*WORKING DATA*.
━━━━━━━━━━━━━━━━━━━━

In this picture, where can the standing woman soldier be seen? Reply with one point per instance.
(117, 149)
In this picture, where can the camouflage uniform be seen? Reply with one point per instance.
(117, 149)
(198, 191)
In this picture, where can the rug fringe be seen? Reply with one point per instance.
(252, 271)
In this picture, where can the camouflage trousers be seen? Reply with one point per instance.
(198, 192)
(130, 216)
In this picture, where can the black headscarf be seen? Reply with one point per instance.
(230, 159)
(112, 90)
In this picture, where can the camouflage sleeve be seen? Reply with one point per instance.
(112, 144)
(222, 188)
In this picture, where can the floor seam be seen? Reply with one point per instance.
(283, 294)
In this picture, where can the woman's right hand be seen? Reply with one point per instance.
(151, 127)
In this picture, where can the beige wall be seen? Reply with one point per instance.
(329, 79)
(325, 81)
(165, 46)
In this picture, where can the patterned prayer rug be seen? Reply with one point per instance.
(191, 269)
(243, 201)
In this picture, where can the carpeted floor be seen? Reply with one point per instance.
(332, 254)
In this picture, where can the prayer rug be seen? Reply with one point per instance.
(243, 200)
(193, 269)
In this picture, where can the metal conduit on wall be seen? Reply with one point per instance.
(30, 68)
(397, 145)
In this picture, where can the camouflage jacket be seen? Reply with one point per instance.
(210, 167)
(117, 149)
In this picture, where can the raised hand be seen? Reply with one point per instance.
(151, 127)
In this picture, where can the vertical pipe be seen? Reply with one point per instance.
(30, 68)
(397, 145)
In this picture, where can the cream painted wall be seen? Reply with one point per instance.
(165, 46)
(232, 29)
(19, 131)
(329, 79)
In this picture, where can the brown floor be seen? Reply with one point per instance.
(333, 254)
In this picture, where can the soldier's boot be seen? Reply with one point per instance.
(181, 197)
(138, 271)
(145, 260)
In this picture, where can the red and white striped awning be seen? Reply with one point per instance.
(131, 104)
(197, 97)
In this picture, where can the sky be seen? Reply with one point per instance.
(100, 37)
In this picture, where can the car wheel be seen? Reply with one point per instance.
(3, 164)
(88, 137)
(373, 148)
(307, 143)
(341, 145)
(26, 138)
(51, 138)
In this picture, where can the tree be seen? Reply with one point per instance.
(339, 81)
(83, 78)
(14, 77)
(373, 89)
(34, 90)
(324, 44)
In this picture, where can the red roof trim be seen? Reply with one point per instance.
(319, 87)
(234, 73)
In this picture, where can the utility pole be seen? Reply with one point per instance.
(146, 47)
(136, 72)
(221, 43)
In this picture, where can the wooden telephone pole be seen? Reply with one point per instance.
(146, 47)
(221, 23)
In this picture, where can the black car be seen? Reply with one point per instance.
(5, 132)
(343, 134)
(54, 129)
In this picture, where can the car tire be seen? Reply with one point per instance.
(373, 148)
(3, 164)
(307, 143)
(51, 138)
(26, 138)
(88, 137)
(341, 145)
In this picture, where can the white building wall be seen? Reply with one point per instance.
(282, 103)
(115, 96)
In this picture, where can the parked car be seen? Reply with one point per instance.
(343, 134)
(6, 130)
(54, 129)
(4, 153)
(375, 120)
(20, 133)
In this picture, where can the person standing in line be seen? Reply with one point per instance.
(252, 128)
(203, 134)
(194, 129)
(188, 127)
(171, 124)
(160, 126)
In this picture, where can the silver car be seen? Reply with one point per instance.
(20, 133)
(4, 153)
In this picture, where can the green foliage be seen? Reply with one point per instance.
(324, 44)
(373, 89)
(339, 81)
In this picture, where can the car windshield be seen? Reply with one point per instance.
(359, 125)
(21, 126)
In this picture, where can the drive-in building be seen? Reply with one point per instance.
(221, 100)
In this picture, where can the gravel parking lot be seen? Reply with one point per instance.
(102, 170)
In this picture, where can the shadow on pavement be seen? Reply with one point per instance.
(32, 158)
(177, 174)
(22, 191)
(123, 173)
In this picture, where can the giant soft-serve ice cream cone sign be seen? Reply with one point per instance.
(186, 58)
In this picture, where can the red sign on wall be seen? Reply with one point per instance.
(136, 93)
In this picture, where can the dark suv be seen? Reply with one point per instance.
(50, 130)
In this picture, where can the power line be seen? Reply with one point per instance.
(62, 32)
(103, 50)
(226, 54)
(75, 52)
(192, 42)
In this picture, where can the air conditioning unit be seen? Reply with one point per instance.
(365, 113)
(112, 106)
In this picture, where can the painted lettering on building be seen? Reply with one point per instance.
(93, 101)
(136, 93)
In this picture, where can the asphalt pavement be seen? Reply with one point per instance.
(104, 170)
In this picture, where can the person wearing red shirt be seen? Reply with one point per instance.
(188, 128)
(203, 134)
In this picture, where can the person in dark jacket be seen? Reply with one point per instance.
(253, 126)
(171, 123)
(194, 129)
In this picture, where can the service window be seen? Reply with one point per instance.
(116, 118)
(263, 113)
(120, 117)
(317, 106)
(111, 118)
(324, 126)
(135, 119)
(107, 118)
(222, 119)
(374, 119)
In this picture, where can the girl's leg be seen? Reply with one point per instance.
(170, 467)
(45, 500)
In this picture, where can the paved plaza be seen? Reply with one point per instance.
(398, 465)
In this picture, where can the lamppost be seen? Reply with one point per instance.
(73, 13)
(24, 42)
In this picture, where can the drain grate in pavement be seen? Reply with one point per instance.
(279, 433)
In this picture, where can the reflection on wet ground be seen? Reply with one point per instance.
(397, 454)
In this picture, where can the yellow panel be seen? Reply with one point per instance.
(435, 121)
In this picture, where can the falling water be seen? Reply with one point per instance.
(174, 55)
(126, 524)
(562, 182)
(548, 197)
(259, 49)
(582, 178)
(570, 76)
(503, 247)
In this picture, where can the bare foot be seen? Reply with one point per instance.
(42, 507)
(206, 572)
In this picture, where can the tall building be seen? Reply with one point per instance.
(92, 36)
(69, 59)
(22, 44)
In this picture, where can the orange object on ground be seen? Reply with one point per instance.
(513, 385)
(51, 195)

━━━━━━━━━━━━━━━━━━━━

*YOUR GOAL*. Line by line, print the listing above exactly.

*RESULT*.
In this picture, where can the standing woman soldier be seen? Reply with one point per instance.
(117, 149)
In this picture, where can the camouflage uniform be seen? Reply with one point per instance.
(117, 149)
(198, 191)
In this picture, where can the rug fringe be seen? Reply with one point per instance.
(252, 271)
In this picture, where can the camouflage trousers be seen? Reply with one point per instance.
(198, 192)
(130, 216)
In this picture, where can the black headscarf be seen? Reply with one point per instance.
(230, 159)
(112, 90)
In this picture, where can the camouflage sleeve be seen? Reply with one point per instance.
(112, 144)
(222, 188)
In this picture, where can the floor seam be seen? Reply with one point per instance.
(283, 294)
In this picture, where can the woman's right hand be seen? Reply with one point per instance.
(151, 127)
In this picture, where can the beige wall be seen? Reply with one point per instance.
(329, 79)
(325, 81)
(165, 46)
In this picture, where can the patterned prayer rug be seen? Reply with one point per instance.
(191, 269)
(243, 201)
In this picture, where can the carpeted floor be seen? Reply with one point per instance.
(332, 254)
In this picture, where can the prayer rug be seen? Reply with one point per instance.
(243, 200)
(193, 269)
In this picture, where can the metal conduit on wall be seen? Reply with one point per instance.
(30, 68)
(397, 145)
In this picture, where can the camouflage jacket be seen? Reply with one point per instance.
(210, 167)
(117, 149)
In this picture, where can the raised hand be seen? Reply with one point per instance.
(151, 127)
In this picture, where can the vertical pipe be seen? Reply with one point per instance.
(30, 68)
(397, 145)
In this picture, where can the cream painted wall be seen? Reply with one point per instance.
(165, 46)
(232, 29)
(19, 131)
(329, 79)
In this picture, where can the brown floor be seen? Reply with one point per instance.
(333, 254)
In this picture, where can the soldier's boot be seen? Reply with one point per instance.
(181, 197)
(138, 271)
(145, 260)
In this picture, where can the red and white striped awning be seen? Reply with one point per instance.
(131, 104)
(197, 97)
In this picture, where can the sky be seen? Reply with one point per instance.
(100, 37)
In this picture, where can the car wheel be seen? Reply with one point per instance.
(3, 164)
(88, 137)
(373, 148)
(307, 143)
(341, 145)
(26, 138)
(51, 138)
In this picture, where can the tree be seen? Reply with one point per instance.
(339, 81)
(83, 78)
(14, 77)
(373, 89)
(34, 90)
(324, 44)
In this picture, where can the red roof trim be seen? Reply with one point per instance.
(319, 87)
(234, 73)
In this picture, where can the utility pole be seen? Reply with one point per instance.
(146, 47)
(136, 72)
(221, 43)
In this picture, where can the wooden telephone pole be seen? Reply with one point per instance.
(146, 47)
(221, 23)
In this picture, where can the black car be seen? Reply with one point per instance.
(5, 132)
(343, 134)
(54, 129)
In this picture, where can the car tire be seen? Reply with one point per instance.
(373, 148)
(3, 164)
(307, 143)
(51, 138)
(26, 138)
(88, 137)
(341, 145)
In this picture, where can the white building wall be seen? Reply with one point per instance.
(282, 103)
(115, 96)
In this picture, where can the parked car be seen? Reply with one point per instance.
(343, 134)
(6, 130)
(54, 129)
(4, 153)
(375, 120)
(20, 133)
In this picture, where can the person standing in line be seen? Reply with one point per instance.
(252, 128)
(203, 134)
(194, 129)
(188, 127)
(171, 124)
(160, 126)
In this picture, where can the silver car be seen? Reply with one point per instance.
(20, 133)
(4, 153)
In this picture, where can the green foliage be seen? Reply with one point per instance.
(324, 44)
(373, 89)
(339, 81)
In this picture, where can the car windshield be seen? Reply with one point per instance.
(359, 125)
(21, 126)
In this picture, where can the drive-in building be seen? Reply with one point per instance.
(221, 100)
In this picture, where can the gravel parking lot be seen? Reply with one point per instance.
(102, 170)
In this picture, where can the shadow on pavement be seen? Reply with one point per instance.
(32, 158)
(177, 174)
(22, 191)
(123, 173)
In this picture, where can the giant soft-serve ice cream cone sign be seen? Reply with one point per instance.
(186, 58)
In this picture, where can the red sign on wall be seen? Reply with one point per instance.
(136, 93)
In this picture, where can the dark suv be seen? Reply with one point per instance.
(50, 130)
In this picture, where can the power line be seen? Reply with one point per instance.
(62, 32)
(103, 50)
(226, 54)
(75, 52)
(192, 42)
In this picture, where can the air conditioning unit be seen? Reply with one point per instance.
(365, 113)
(112, 106)
In this picture, where can the painted lettering on building be seen? Reply with one point per instance.
(93, 101)
(136, 93)
In this picture, where can the asphalt pavement be seen? Reply with one point per instance.
(104, 170)
In this picture, where can the person wearing red shirt be seen? Reply with one point per instance.
(188, 128)
(203, 134)
In this picture, where can the person in dark jacket be seen? Reply with one point per instance.
(253, 126)
(171, 123)
(194, 129)
In this picture, where can the service window be seen? Reply with one point per instance.
(116, 118)
(263, 113)
(120, 117)
(317, 106)
(111, 118)
(324, 126)
(135, 119)
(107, 118)
(222, 119)
(374, 119)
In this picture, where can the girl's leg be seen? Reply with one point per instance.
(170, 467)
(45, 500)
In this picture, where can the paved plaza be seen? Reply with one point per instance.
(398, 465)
In this picture, where can the lamppost be seen? Reply with one point per instance.
(73, 13)
(24, 42)
In this picture, where can the drain grate in pavement be seen? Reply with one point per instance.
(279, 433)
In this picture, where can the reflection on wet ground be seen? Reply with one point per instance.
(397, 454)
In this picture, where can the yellow panel be seen? Reply with one point per instance.
(435, 121)
In this picture, where can the falling water be seen? Reply with one point per instance.
(174, 55)
(126, 524)
(562, 182)
(548, 197)
(259, 49)
(582, 178)
(570, 76)
(503, 247)
In this picture, where can the bare foot be seen? Reply with one point per instance.
(42, 507)
(206, 572)
In this picture, where can the tall building be seen? Reply with one point per instance.
(92, 36)
(69, 59)
(22, 44)
In this picture, where can the orange object on ground be seen? Reply with one point per instance.
(513, 385)
(51, 195)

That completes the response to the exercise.